EXERCISE BRIEF: For each statement, answer yes or no according to whether it agrees with the passage on colloid simulation, and quote the deciding words of the passage. (a) One simulation run on a 3GHz Pentium CPU takes between one and seven days. (b) The numerical viscosity data show less scatter than the experimental data. (c) The viscosity rises as the shear rate increases.

SELECTED PASSAGE:
▽

One simulation run takes between one and seven days on a 3GHz Pentium CPU. In order to be able to gather statistics as well as to minimize finite size effects, we parallelized our code. While MD codes have been parallelized by many groups, only few parallel implementations of a coupled MD and SRD program exist. This is in contrast to the number of parallel implementations of other mesoscopic simulation methods like for example the lattice Boltzmann method. A possible explanation is that SRD is a more recent and so far not as widely used algorithm causing the parallelization to be a more challenging task.

We study systems [23] containing a volume concentration of 5% of colloidal particles (=1320 MD particles), a shear rate of = 20/s, ionic strengths I= 3mmol/l and 7mmol/l, and pH = 6 and 7. To demonstrate the effect of clustering, in fig, (1) snapshots from a typical simulation of a 8.88µm³ system with periodic boundaries at I = 7mmol/l and pH = 6 at different times are shown. While at the beginning of the simulation (a), freely moving particles can be observed, small clusters appear after t = 0.26s (b). After t = 1.06s, all particles are contained within three individual clusters (c) and after t = 4.22s only one single cluster is left in the system. For an investigation of the formation and movement of clusters, substantially larger systems are needed. Therefore, we scaled up the simulation volume to 17.76µ³ containing 10560 MD particles and 1.3·10⁷ fluid particles. Due to the computational demands of the fluid solver, a single simulation of 5s real time requires about 5000 CPU hours on 32 CPUs of an IBM p690 system.

Using this algorithm we can calculate the viscosity and obtain the result shown in Fig. 2. We compare this with experimental data obtained by Reinshagen in Karlsruhe for aluminum oxyde beads in water at pH = 6 under shear [14]. We see that the agreement is good and that the numerical data show much more scatter that the experimental one because the simulated system is much smaller. Another reason for discrepancy is the insecurity in the experimental determination of the z-potential. Clearly the system exhibits shear softening, i.e. the viscosity decreases with the shear rate. This is very typical for dense colloids.

Summarizing, the presented combination of MD and SRD has turned out to be very accurate to simulate colloids of nanosized particles where van der Waals and electrostatic forces compete with thermal motion. Besides the cluster formation and the rheology presented here we have also measured correlations functions and structure factors [12].

△

Collected data:

▽

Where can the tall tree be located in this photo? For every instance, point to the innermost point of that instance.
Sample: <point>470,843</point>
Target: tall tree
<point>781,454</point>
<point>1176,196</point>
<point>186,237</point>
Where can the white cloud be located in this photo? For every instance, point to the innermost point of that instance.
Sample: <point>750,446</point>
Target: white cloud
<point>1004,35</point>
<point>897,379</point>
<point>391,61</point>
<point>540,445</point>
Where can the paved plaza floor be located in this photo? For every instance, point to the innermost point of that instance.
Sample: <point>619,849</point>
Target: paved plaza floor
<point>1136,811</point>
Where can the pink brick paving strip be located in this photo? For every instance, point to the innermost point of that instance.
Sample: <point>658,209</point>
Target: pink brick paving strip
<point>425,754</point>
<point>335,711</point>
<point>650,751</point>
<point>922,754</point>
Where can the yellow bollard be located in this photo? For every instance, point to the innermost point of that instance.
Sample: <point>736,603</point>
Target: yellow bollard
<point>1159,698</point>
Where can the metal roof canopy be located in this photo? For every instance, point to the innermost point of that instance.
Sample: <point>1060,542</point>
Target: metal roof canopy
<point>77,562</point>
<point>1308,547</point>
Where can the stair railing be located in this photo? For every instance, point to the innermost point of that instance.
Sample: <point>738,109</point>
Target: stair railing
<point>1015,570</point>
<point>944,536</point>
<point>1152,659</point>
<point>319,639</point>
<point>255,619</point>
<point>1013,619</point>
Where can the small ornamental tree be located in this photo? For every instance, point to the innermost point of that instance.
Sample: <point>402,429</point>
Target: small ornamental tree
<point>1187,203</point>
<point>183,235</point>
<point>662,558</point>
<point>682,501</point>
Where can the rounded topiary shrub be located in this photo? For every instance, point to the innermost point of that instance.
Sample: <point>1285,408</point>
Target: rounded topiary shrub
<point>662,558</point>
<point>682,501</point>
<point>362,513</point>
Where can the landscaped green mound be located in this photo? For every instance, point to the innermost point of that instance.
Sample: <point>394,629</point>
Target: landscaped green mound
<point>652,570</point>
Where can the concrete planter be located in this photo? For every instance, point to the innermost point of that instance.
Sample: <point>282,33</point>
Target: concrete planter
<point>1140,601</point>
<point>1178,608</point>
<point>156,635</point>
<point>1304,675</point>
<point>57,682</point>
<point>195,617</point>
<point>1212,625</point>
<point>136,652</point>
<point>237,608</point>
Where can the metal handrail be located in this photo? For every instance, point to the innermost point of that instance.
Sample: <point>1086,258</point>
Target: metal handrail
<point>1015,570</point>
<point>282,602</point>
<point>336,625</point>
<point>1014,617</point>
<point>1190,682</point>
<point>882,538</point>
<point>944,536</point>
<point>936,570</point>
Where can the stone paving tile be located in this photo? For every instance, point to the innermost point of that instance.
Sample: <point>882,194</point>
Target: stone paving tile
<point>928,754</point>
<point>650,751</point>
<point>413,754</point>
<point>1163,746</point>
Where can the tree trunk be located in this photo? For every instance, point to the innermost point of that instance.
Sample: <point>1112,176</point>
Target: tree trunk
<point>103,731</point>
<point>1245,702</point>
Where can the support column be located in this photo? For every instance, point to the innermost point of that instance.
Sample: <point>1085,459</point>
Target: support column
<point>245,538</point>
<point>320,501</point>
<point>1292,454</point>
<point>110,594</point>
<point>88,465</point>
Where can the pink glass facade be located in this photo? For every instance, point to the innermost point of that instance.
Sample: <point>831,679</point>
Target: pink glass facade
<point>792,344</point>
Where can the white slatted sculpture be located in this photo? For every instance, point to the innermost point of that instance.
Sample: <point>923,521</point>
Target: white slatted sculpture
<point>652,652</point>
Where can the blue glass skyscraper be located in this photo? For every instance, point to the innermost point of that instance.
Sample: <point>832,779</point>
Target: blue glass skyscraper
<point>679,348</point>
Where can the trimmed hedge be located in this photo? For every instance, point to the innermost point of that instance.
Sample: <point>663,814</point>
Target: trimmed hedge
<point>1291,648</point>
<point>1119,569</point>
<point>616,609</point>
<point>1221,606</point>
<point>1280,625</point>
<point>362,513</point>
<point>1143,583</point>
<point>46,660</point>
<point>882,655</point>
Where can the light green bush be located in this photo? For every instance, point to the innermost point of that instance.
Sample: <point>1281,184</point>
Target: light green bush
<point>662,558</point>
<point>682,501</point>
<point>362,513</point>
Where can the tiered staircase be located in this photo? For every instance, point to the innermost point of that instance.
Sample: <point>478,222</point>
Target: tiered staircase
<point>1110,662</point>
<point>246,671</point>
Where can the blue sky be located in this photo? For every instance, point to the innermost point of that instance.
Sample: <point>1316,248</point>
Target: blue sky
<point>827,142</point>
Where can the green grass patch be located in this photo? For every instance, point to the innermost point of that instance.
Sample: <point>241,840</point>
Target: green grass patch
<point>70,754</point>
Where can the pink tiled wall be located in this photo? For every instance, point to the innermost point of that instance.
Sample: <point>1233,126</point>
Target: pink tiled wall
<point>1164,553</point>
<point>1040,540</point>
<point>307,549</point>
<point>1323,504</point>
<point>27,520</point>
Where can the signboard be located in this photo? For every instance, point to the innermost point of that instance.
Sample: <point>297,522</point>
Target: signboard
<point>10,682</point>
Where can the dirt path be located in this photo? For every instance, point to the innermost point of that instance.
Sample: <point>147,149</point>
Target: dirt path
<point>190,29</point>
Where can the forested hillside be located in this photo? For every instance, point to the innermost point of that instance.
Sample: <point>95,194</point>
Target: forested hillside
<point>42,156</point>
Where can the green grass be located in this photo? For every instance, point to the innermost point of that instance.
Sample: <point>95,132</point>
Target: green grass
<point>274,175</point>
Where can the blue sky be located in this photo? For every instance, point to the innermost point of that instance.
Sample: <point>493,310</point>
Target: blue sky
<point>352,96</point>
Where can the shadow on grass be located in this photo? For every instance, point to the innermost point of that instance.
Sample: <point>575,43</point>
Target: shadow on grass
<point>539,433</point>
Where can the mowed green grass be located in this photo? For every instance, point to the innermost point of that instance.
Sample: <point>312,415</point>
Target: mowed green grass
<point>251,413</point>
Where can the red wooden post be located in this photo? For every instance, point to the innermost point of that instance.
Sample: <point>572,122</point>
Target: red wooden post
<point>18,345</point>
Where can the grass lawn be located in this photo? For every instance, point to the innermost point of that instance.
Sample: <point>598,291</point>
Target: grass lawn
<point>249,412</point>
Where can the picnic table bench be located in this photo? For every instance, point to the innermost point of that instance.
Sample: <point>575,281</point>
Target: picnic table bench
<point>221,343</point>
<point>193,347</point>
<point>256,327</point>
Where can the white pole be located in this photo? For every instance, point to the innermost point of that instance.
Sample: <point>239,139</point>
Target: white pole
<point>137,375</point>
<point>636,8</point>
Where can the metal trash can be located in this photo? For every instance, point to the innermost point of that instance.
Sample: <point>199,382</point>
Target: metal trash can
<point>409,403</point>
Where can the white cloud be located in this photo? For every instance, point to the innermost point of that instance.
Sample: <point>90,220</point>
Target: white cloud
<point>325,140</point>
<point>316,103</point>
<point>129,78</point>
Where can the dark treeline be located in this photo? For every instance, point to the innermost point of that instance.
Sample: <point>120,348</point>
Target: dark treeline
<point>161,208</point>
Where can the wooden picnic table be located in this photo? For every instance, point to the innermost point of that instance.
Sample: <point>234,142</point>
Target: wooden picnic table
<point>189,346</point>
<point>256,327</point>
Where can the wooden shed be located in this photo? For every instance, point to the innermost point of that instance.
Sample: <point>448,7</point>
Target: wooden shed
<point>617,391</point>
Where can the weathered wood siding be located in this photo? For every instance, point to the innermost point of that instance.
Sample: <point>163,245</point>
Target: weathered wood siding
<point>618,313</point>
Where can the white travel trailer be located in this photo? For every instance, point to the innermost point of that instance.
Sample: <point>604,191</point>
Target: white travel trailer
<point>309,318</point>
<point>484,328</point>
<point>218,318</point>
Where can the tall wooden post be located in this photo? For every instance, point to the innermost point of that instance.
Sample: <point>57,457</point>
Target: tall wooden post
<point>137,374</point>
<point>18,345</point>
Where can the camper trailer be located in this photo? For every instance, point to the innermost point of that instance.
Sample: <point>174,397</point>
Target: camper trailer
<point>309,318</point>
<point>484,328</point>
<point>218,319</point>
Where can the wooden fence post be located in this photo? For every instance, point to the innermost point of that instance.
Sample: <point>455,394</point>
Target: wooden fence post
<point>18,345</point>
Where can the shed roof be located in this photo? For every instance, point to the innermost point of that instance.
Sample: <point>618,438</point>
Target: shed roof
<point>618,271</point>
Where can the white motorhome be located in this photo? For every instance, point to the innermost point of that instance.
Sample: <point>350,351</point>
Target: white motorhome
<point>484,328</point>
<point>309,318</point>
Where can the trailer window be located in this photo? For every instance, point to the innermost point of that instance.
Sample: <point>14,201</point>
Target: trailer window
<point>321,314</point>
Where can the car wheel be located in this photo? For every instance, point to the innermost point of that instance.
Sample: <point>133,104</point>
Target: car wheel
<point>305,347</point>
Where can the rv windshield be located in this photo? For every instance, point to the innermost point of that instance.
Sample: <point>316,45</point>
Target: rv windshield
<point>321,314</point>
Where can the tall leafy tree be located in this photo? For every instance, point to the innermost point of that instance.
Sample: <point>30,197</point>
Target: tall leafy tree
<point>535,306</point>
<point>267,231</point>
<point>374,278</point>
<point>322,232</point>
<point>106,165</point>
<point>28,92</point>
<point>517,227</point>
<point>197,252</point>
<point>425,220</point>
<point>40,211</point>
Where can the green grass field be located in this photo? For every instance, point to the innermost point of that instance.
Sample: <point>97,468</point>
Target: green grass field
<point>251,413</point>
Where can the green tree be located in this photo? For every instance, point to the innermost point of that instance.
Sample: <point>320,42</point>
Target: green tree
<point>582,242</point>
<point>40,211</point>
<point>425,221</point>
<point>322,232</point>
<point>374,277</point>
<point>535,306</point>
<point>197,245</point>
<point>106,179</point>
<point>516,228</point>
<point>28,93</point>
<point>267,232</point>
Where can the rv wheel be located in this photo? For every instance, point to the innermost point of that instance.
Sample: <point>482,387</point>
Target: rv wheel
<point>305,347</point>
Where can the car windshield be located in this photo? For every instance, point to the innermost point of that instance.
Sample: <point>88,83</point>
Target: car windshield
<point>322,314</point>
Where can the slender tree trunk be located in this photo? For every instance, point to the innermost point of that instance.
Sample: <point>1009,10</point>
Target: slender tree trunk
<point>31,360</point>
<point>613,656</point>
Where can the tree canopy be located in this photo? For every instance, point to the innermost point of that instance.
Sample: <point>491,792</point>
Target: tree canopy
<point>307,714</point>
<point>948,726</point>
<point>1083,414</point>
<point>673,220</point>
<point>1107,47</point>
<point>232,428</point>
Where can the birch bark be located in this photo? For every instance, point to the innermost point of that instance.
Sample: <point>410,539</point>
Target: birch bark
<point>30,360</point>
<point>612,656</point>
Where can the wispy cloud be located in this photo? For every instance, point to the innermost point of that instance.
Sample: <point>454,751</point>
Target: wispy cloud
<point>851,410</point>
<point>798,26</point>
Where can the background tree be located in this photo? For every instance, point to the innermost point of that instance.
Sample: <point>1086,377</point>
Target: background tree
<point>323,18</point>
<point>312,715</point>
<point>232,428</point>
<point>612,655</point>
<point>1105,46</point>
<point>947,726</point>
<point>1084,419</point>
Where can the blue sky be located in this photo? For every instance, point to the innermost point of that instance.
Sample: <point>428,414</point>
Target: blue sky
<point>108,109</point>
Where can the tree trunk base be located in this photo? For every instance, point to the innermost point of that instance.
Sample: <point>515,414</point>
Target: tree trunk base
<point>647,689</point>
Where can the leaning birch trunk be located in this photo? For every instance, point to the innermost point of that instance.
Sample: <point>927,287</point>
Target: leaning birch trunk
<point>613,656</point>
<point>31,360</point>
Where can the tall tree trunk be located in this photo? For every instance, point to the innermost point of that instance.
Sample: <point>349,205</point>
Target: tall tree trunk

△

THE REPLY:
(a) Yes: "One simulation run takes between one and seven days on a 3GHz Pentium CPU."
(b) No: "the numerical data show much more scatter that the experimental one"
(c) No: "the viscosity decreases with the shear rate"